## Activities
A. Reproduce the part of the article on Salmonella in dairy herds starting with "Herds testing positive" and going on through "to vaccinated herds.".
B. Answer these from the article on Salmonella in dairy herds:
(i) What share of Irish dairy herds is estimated to have been exposed to the bacteria?
(ii) What was the profit-per-cow difference in favor of vaccinated herds?
(iii) What share of the abortions reported to AFBI and the Department of Agriculture labs does S. dublin account for?
:: Excerpted text ::
‘Dairy profits can fall by €9,400 with Salmonella infection’
Salmonellosis is one of the most costly diseases in the dairy herd with estimates that 50% of Irish dairy herds have been exposed to the bacteria.
Teagasc research indicates that the presence of the bacteria can be costly and can essentially knock 2c/L of the milk price received.
A spring-calving herd of 100 cows can expect to lose over €9,400 according to Teagasc research carried out by Dr Eugene O’Doherty and Dr Riona Sayers.
Dr Sayers said that these loses occur as a result of reduced milk yield and increased mortality when speaking at this year’s Moorepark open day.
A 100-cow unvaccinated herd which has been exposed to Salmonella can expect to lose €10,152 in milk receipts at a milk price of €0.29c/l and a reduction in total farm profits of €9,471, in comparison to an uninfected herd.
Herds testing positive for Salmonella produce 6% less milk and 6% less milk solid sales when compared to naive herds.
Dr Sayers added that vaccination is a cost effective prevention method to limit the risk of a Salmonella outbreak.
She also said that the vaccination must be administered correctly and that the farmer must implement effective bio-security measures to eliminate the risk of the disease outbreak.
Research conducted by Teagasc also highlights the cost benefits of vaccination for this infectious disease.
On average unvaccinated infected herds produce 31,400kg less milk and 2,400kg less milk solids when compared to vaccinated herds.
Herds which did not vaccinate also showed reduced profit/cow with the differential being €84/cow in favour of the vaccinated herds.
The majority of Salmonella disease outbreaks are caused by Salmonella typhimurium or Salmonella dublin and is transmitted by faecal-oral spread.
Salmonella dublin is one of the easiest diseases to introduce to the dairy herd and one of the most difficult to eradicate.
S. dublin accounts for 6% of the abortions reported to Agri-Food and Biosciences Institute (AFBI) and the Department of Agriculture labs.
It also accounts for 20-60 outbreaks of scour or septicaemia in the Munster region and is now seen as a disease epidemic.
Salmonella presents with a variety of signs. The main clinical and sub-clinical manifestations are reduced milk yield, increased abortion and mortality.
:::
:: Extracted entries ::
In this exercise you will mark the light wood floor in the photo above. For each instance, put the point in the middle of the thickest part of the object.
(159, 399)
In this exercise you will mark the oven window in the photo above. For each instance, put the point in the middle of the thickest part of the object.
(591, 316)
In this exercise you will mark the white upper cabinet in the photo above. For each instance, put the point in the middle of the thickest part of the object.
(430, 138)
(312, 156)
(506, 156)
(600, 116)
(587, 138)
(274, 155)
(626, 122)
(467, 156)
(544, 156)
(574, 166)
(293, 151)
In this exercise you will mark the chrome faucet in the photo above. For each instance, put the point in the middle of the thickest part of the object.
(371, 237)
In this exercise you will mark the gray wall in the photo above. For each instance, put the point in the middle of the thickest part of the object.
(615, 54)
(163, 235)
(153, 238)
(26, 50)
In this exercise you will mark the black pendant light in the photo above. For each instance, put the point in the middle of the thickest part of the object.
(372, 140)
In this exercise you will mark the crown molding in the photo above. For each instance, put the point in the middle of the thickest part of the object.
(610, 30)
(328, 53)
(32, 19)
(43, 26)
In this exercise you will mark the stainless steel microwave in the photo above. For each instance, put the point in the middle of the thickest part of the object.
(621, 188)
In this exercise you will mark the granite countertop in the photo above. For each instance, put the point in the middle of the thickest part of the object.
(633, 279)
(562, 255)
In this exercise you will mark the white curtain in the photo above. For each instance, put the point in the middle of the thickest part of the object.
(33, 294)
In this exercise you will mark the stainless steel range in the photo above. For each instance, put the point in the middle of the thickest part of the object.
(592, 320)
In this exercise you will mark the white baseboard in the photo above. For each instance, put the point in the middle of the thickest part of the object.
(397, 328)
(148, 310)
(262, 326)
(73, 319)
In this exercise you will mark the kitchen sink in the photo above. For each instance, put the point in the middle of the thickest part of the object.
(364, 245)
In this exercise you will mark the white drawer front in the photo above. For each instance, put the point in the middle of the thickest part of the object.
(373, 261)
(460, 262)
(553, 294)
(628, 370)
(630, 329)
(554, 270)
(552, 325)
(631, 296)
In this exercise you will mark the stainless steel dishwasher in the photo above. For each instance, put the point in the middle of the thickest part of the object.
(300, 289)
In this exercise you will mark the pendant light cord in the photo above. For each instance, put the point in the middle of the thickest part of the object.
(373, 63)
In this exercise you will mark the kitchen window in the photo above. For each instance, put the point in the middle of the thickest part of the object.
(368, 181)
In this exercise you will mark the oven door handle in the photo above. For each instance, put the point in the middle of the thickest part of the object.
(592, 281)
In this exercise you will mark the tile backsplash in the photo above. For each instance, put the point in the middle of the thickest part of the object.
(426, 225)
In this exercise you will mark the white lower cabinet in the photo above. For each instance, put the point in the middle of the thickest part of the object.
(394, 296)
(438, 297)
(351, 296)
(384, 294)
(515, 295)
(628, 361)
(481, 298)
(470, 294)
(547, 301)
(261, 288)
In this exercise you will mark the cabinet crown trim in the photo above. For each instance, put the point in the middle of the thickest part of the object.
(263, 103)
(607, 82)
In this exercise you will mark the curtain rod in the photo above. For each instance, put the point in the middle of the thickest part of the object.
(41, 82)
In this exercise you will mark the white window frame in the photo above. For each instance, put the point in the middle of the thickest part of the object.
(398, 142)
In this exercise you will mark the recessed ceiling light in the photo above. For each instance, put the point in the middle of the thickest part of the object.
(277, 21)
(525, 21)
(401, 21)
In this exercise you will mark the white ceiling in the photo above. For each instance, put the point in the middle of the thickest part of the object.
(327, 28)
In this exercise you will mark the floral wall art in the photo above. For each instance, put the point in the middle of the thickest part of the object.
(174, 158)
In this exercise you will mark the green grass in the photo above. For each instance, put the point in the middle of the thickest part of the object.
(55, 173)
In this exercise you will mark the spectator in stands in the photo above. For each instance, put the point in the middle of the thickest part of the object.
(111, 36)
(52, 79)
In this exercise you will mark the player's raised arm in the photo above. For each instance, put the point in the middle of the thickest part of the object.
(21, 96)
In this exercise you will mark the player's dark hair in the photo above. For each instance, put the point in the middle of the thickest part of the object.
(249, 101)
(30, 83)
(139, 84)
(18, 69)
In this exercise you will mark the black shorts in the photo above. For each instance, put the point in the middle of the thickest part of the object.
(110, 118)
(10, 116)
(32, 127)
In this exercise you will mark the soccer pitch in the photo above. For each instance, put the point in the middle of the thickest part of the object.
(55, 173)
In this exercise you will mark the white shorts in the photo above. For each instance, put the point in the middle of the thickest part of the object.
:::
## Response list
A.
Herds testing positive for Salmonella produce 6% less milk and 6% less milk solid sales when compared to naive herds.
Dr Sayers added that vaccination is a cost effective prevention method to limit the risk of a Salmonella outbreak.
She also said that the vaccination must be administered correctly and that the farmer must implement effective bio-security measures to eliminate the risk of the disease outbreak.
Research conducted by Teagasc also highlights the cost benefits of vaccination for this infectious disease.
On average unvaccinated infected herds produce 31,400kg less milk and 2,400kg less milk solids when compared to vaccinated herds.

B.
(i) 50%
(ii) €84 per cow
(iii) 6%